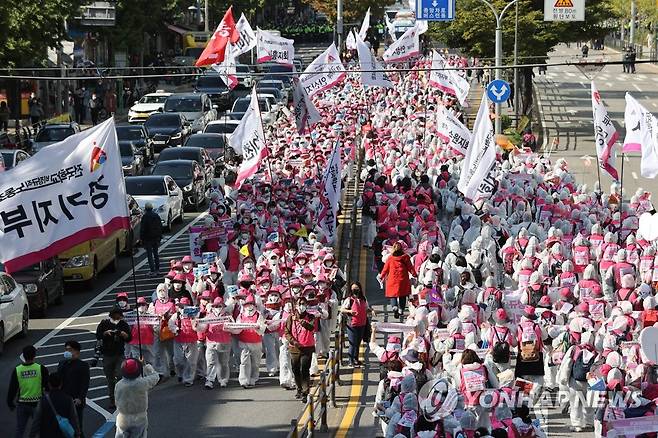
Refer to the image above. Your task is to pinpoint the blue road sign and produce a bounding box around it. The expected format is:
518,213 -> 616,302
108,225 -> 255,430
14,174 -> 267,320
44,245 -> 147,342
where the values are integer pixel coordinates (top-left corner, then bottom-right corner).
487,79 -> 512,103
416,0 -> 455,21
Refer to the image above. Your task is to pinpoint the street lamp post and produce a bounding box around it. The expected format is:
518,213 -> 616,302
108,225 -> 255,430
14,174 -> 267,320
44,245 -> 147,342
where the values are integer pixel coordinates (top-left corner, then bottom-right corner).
481,0 -> 518,134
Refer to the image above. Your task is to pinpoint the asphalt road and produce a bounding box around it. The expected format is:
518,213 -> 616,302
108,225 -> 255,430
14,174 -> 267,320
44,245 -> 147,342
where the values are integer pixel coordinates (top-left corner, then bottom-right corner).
535,45 -> 658,199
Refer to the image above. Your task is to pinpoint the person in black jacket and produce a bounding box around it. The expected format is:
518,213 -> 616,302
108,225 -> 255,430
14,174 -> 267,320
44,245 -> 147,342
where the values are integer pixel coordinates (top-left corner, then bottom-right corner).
139,202 -> 162,276
57,340 -> 90,438
96,307 -> 131,409
30,373 -> 80,438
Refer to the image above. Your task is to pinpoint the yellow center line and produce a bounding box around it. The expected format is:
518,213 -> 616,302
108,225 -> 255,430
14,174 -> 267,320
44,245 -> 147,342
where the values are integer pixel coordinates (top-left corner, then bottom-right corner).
335,243 -> 370,438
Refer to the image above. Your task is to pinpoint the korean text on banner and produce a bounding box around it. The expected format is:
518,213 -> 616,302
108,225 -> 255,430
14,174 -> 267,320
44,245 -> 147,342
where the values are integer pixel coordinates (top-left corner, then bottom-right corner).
256,29 -> 295,66
356,35 -> 393,88
319,141 -> 342,242
591,81 -> 619,180
457,94 -> 496,201
229,87 -> 267,187
382,22 -> 420,63
299,44 -> 346,96
544,0 -> 585,21
0,119 -> 130,272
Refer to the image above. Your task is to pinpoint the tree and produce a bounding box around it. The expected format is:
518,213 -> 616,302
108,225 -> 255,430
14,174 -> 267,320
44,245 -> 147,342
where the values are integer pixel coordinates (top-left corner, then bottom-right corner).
0,0 -> 82,67
428,0 -> 615,114
305,0 -> 395,23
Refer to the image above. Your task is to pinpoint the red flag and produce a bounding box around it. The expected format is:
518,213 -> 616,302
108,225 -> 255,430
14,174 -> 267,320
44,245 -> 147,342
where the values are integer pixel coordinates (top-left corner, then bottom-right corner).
194,6 -> 240,67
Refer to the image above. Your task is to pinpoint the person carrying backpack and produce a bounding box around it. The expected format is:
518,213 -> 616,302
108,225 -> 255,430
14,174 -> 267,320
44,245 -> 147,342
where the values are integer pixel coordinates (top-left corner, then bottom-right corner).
558,331 -> 598,432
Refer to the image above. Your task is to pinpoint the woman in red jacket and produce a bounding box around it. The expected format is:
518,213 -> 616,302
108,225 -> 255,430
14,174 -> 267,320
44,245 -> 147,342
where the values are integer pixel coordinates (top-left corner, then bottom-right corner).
379,242 -> 416,319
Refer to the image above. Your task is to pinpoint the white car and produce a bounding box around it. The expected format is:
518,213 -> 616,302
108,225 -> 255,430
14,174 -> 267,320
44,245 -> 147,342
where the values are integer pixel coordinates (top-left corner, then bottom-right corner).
128,90 -> 172,123
0,272 -> 30,353
126,175 -> 183,231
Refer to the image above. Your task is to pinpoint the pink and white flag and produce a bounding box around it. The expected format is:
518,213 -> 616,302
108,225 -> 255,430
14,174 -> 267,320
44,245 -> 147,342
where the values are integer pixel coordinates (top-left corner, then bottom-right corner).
229,87 -> 267,187
592,81 -> 619,181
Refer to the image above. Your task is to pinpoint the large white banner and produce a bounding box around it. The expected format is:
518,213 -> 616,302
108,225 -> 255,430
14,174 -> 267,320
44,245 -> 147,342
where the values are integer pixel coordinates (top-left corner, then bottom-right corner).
229,87 -> 267,187
591,81 -> 619,181
457,93 -> 496,201
231,14 -> 256,58
430,50 -> 471,105
299,43 -> 345,96
382,22 -> 420,63
0,119 -> 130,272
544,0 -> 585,21
292,77 -> 322,134
256,29 -> 295,66
436,105 -> 471,155
319,141 -> 342,242
356,35 -> 393,88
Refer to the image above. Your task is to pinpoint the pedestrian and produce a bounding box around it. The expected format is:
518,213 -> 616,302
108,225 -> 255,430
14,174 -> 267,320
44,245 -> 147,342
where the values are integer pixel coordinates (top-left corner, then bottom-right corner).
340,281 -> 371,367
139,202 -> 162,276
114,358 -> 159,438
285,296 -> 318,403
0,100 -> 9,132
96,307 -> 131,409
30,373 -> 82,438
57,340 -> 90,438
379,241 -> 416,319
87,93 -> 101,126
7,345 -> 48,438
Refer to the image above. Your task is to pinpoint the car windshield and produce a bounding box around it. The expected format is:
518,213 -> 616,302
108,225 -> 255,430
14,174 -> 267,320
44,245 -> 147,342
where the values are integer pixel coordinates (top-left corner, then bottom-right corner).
205,123 -> 238,134
117,126 -> 142,141
144,114 -> 180,129
126,178 -> 167,196
36,128 -> 74,142
165,96 -> 201,113
196,76 -> 227,90
185,135 -> 226,149
153,161 -> 192,179
119,143 -> 134,157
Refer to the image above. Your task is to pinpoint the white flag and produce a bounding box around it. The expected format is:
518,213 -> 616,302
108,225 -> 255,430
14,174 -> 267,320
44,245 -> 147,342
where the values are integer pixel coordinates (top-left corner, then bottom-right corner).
231,14 -> 256,59
430,50 -> 471,105
359,8 -> 370,41
345,30 -> 356,50
382,22 -> 420,62
299,43 -> 346,96
0,118 -> 130,272
356,35 -> 393,88
591,81 -> 619,181
436,105 -> 472,155
319,141 -> 342,242
457,93 -> 496,201
228,87 -> 267,187
256,29 -> 295,66
292,77 -> 322,134
622,93 -> 647,153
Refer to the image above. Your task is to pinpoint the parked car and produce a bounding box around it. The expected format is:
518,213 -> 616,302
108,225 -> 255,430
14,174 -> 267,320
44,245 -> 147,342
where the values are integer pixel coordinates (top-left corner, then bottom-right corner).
144,113 -> 190,152
12,257 -> 64,317
185,133 -> 230,176
128,90 -> 172,123
164,93 -> 217,132
30,122 -> 80,154
116,125 -> 155,165
194,73 -> 229,111
153,160 -> 206,211
0,272 -> 30,353
126,175 -> 183,230
0,149 -> 30,170
119,143 -> 144,176
156,146 -> 215,187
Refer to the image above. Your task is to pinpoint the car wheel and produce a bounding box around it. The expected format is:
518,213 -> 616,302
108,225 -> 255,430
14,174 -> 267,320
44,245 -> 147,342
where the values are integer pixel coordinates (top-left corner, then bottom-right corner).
18,306 -> 30,338
108,240 -> 121,272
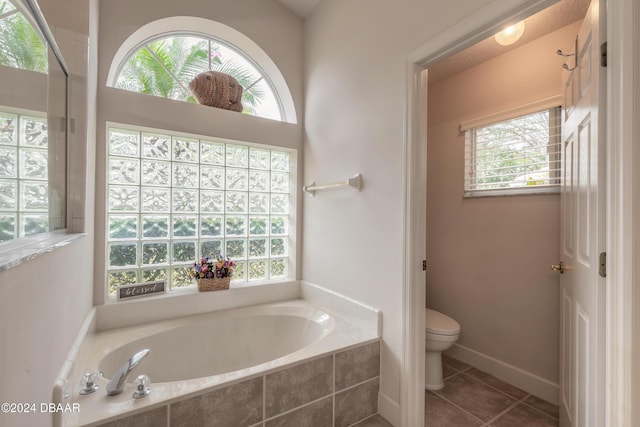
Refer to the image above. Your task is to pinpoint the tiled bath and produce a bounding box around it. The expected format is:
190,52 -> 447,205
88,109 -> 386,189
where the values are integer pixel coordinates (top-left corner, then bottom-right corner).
95,340 -> 380,427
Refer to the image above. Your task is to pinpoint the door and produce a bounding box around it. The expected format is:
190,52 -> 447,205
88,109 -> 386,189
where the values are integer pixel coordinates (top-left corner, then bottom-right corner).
559,0 -> 606,427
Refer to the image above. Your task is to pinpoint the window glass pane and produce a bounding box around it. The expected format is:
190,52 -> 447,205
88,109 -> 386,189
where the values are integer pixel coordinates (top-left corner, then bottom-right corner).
106,127 -> 292,293
465,107 -> 560,194
0,4 -> 48,73
115,35 -> 282,120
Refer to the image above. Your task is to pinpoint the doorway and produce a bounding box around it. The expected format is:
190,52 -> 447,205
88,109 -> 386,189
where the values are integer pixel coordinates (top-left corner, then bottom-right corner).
401,0 -> 633,425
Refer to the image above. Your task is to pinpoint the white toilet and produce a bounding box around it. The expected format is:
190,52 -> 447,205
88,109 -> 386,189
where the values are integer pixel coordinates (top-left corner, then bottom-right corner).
424,308 -> 460,390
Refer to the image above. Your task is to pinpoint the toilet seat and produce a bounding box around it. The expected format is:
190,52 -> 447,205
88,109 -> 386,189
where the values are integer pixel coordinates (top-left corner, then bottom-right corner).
424,308 -> 460,335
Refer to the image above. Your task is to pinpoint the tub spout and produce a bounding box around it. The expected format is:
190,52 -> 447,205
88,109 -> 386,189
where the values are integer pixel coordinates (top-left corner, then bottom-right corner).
107,348 -> 151,396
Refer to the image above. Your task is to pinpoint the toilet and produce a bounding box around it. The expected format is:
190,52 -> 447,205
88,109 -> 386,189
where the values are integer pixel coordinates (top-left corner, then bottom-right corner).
424,308 -> 460,390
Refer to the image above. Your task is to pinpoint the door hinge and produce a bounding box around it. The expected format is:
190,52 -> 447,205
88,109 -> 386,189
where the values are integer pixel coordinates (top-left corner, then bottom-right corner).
600,42 -> 607,67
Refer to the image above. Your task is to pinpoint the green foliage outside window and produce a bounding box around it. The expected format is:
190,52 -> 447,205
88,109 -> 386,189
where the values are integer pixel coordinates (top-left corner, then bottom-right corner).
0,0 -> 48,73
115,36 -> 266,114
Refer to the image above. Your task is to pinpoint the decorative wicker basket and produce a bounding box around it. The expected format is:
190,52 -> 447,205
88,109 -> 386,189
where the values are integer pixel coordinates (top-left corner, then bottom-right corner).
197,277 -> 231,292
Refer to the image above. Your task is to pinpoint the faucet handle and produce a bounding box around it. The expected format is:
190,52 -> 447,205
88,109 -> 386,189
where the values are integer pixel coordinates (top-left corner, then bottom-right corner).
80,372 -> 100,395
133,375 -> 151,399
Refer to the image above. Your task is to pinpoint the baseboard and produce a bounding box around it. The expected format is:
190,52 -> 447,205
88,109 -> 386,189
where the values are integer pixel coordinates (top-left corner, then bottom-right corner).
378,392 -> 400,426
446,344 -> 558,405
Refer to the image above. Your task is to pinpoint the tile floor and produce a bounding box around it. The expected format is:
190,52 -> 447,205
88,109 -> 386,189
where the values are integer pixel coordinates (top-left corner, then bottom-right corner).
425,356 -> 558,427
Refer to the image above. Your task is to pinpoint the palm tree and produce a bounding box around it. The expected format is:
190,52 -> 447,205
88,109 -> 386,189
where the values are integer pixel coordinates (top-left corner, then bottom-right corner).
0,0 -> 48,73
116,36 -> 265,114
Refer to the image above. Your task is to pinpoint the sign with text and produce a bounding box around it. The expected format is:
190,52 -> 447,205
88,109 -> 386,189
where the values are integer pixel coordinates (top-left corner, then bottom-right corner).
118,280 -> 166,300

- - - -

### DIRECTIONS
Edit the records from their start through the line containing "416,0 -> 455,21", replacing "blue road sign" with "green road sign" and keeping everything else the same. Leave the pictures out of your answer.

### RESPONSE TO THIS TASK
Refer to the image above. Your task is to pinpoint the green road sign and produce a bounding box around it. The expected format is:
518,213 -> 616,302
108,225 -> 255,430
14,174 -> 267,320
44,245 -> 147,342
where the values are integer pixel coordinates (top-left corner, then bottom-right corner).
487,79 -> 512,103
416,0 -> 455,21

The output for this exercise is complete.